»»

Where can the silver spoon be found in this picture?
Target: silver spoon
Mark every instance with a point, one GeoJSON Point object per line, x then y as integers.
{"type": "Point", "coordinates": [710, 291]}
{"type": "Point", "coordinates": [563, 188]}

««

# Exercise task:
Can you give these rows again with "silver spoon" swapped for "steel ladle" and everything else unchanged?

# Answer to this task:
Where can the steel ladle be found in this picture?
Target: steel ladle
Mark every instance with a point, one GeoJSON Point object per line, x then y as integers.
{"type": "Point", "coordinates": [710, 291]}
{"type": "Point", "coordinates": [563, 188]}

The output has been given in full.